--- SHORT TASK ---
Print all of the material below line for line, changing nothing.

--- EXTRACTED INFORMATION ---
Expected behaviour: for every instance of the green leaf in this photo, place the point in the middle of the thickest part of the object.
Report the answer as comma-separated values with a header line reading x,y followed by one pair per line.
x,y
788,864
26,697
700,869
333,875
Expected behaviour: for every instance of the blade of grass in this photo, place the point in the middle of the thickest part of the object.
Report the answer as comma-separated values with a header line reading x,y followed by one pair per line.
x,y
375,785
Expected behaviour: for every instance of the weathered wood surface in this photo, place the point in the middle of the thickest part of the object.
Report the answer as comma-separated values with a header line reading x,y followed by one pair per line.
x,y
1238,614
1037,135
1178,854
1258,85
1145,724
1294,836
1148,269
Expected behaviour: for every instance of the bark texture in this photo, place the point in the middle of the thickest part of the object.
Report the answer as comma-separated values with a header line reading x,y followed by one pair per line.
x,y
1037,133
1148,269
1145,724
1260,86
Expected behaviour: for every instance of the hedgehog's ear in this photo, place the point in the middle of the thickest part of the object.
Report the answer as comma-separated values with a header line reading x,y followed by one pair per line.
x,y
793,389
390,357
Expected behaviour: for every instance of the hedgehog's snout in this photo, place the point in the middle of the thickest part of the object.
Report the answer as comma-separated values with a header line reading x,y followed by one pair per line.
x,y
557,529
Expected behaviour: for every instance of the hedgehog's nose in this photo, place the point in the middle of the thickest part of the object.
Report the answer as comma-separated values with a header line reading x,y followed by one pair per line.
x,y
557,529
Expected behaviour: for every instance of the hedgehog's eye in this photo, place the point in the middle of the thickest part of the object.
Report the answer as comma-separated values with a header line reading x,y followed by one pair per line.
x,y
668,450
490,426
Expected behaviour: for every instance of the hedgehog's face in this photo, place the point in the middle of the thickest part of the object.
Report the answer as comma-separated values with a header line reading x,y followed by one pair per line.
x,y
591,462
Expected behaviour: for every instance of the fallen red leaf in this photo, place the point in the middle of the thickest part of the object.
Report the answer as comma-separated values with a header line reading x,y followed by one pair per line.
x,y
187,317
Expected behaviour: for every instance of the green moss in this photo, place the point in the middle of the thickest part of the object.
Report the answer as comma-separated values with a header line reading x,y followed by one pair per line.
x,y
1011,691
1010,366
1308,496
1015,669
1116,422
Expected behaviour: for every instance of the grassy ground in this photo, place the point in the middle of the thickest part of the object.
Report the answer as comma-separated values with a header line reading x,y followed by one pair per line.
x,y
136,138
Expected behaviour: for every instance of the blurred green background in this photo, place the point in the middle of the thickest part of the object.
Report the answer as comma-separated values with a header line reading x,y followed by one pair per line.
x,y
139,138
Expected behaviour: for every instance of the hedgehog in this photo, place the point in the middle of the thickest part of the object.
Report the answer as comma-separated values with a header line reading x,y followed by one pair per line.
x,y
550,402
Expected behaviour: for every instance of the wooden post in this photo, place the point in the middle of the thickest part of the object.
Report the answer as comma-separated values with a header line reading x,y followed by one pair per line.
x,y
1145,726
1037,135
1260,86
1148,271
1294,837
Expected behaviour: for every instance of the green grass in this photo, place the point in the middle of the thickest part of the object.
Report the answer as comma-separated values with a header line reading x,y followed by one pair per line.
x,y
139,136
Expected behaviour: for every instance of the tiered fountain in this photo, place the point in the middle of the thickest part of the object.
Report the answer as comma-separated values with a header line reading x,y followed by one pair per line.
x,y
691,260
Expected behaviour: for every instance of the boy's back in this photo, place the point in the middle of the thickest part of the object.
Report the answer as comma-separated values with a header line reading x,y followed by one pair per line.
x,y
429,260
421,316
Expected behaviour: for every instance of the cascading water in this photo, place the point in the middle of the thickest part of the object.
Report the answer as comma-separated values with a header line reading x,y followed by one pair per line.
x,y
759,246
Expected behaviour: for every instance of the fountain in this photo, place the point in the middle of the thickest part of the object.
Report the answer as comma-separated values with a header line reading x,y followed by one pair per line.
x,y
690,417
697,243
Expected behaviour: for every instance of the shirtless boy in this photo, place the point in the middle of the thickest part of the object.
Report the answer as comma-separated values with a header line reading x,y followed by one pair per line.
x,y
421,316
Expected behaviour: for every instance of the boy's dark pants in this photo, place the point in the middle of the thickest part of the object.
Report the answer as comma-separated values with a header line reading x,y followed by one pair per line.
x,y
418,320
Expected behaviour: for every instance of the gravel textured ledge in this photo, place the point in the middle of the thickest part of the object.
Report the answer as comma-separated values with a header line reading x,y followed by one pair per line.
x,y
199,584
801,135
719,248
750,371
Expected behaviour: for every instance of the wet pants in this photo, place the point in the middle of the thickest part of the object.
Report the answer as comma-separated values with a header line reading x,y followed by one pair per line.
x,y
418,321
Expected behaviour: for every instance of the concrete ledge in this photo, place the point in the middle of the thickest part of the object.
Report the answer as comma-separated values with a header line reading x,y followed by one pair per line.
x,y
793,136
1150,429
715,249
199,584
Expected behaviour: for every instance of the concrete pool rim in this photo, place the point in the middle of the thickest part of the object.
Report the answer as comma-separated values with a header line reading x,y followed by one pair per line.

--- TASK ANSWER ---
Expected behaviour: for every instance of the green leaf in this photo, place the point in the middle of the thickest part of the object.
Report the answer as comma-separated values with a header line reading x,y followed by one pair per line.
x,y
788,864
26,697
700,869
333,875
Expected behaviour: for every instance of the blade of grass in this photo, place the point in the middle of the thickest part of the object.
Report the answer as comma-separated values with a header line reading x,y followed by one pair per line.
x,y
375,785
Expected behaviour: for every instance of the weathered wood surface in this photo, place the point in the middle of the thickest part of the object.
Report the answer as comma-separated values with a header line reading x,y followed by one pair per line.
x,y
1238,614
1037,135
1178,854
1258,85
1145,724
1294,836
1148,269
Expected behaviour: for every instance of the bark texture in this photo, place the point in the middle of the thickest part of the object.
Report the answer as comma-separated values with a header line reading x,y followed by one pair per line.
x,y
1037,133
1148,269
1145,724
1260,86
Expected behaviour: for every instance of the hedgehog's ear in this photo, place the point in the middle of the thickest part of the object.
Report the answer as comma-separated values with a header line reading x,y followed by one pair per line.
x,y
793,389
390,357
Expected behaviour: for every instance of the hedgehog's snout in this photo, place the point in the middle of the thickest part of the object.
Report the answer as comma-separated values with a header line reading x,y followed by one pair per line.
x,y
557,529
Expected behaviour: for every instance of the hedgehog's nose in this photo, place the point in the middle of the thickest part of the object.
Report the answer as comma-separated values with a header line reading x,y followed by one pair per line.
x,y
557,529
Expected behaviour: for every instance of the hedgehog's eye in this photo, place the point in the middle of the thickest part of the object.
Report the answer as comma-separated values with a header line reading x,y followed by one pair per line.
x,y
668,450
490,426
Expected behaviour: for every instance of the hedgehog's face in this photo, place the point in the middle of the thickest part of the object.
Report the answer as comma-separated values with a header line reading x,y followed by one pair per line.
x,y
591,462
Expected behaviour: for every instance of the fallen red leaf in this photo, place the point in the middle of the thickest part of the object.
Report the answer as comma-separated values with a header line reading x,y followed by one pair per line.
x,y
187,317
Expected behaviour: for every instance of the green moss in this photo, place the point in the middle of the thickest part of the object.
Report the answer as comma-separated values with a header line reading x,y followed by one pair per line.
x,y
1011,691
1010,366
1308,496
1015,669
1116,422
Expected behaviour: for every instance of the grassy ground in this photo, place the point in the middle of the thickest part of the object.
Report the answer as comma-separated values with a header line reading x,y followed by one pair per line.
x,y
136,138
Expected behaviour: for every instance of the blurred green background in this photo, place the point in the middle of the thickest part of the object.
Report the answer as comma-separated values with a header line reading x,y followed by one pair per line.
x,y
139,138
Expected behaviour: for every instance of the hedgehog in this photo, place the point in the middle of the thickest part of the object.
Report the answer as comma-separated values with a header line reading x,y followed by one pair per line.
x,y
550,402
Expected behaviour: for every instance of the wooden post in this photo, place the point in the middle of the thickest part of the object.
Report the answer as comma-separated values with a header line reading x,y followed by one pair per line.
x,y
1145,726
1037,135
1260,86
1148,271
1294,837
Expected behaviour: for every instance of the green grass in this photo, place the point in the middle of the thickest part of the object.
Report the answer as comma-separated values with a header line reading x,y followed by one pair per line.
x,y
139,136
Expected behaviour: for every instance of the tiered fountain in this photo, place the point in the middle of the thickest part of the object.
Report the answer as comma-separated values with a header line reading x,y followed by one pair per line.
x,y
691,260
Expected behaviour: for every instance of the boy's back in this photo, place the point in the middle of the thickest part of the object.
Report the answer as comma-separated values with a header line reading x,y followed by one pair per line.
x,y
429,260
421,316
Expected behaviour: for every instance of the cascading water in this photo, place the point in the middle of the thickest part of the object.
Report the answer as comma-separated values with a header line reading x,y followed by one pair per line.
x,y
759,246
Expected behaviour: for every instance of the fountain in this photo, place the point in the middle of the thickest part of the object.
Report the answer as comma-separated values with a header line reading x,y followed by one pair per line.
x,y
690,417
697,243
Expected behaviour: for every instance of the shirtless boy in this photo, place the point in the middle of the thickest part of the object.
Report the answer as comma-separated values with a header line reading x,y followed by one pair per line.
x,y
421,316
Expected behaviour: for every instance of the boy's dark pants in this photo, place the point in the middle of the thickest part of the object.
Report the answer as comma-separated values with a header line reading x,y followed by one pair per line.
x,y
418,320
Expected behaviour: for every instance of the gravel textured ledge in this photo, place the point in the middle of the thickest part of the object.
Report the answer as comma-separated values with a header line reading x,y followed by one pair per line.
x,y
199,584
801,135
719,248
750,371
Expected behaviour: for every instance of the wet pants in this photo, place the point in the middle of the thickest part of the object.
Report the answer as comma-separated values with a header line reading x,y followed by one pair per line.
x,y
418,321
Expected behaviour: for every instance of the concrete ledge in this photo, place the point in the middle of the thickest part of the object.
Report the answer as comma-separated values with a header line reading x,y followed by one pair per line.
x,y
793,136
1150,429
715,249
199,584
Expected behaviour: for every instance of the concrete pool rim in this photo, place the point in the middle of the thickest part of the object.
Report the answer as comma-separated values with a header line reading x,y followed by one pair per line.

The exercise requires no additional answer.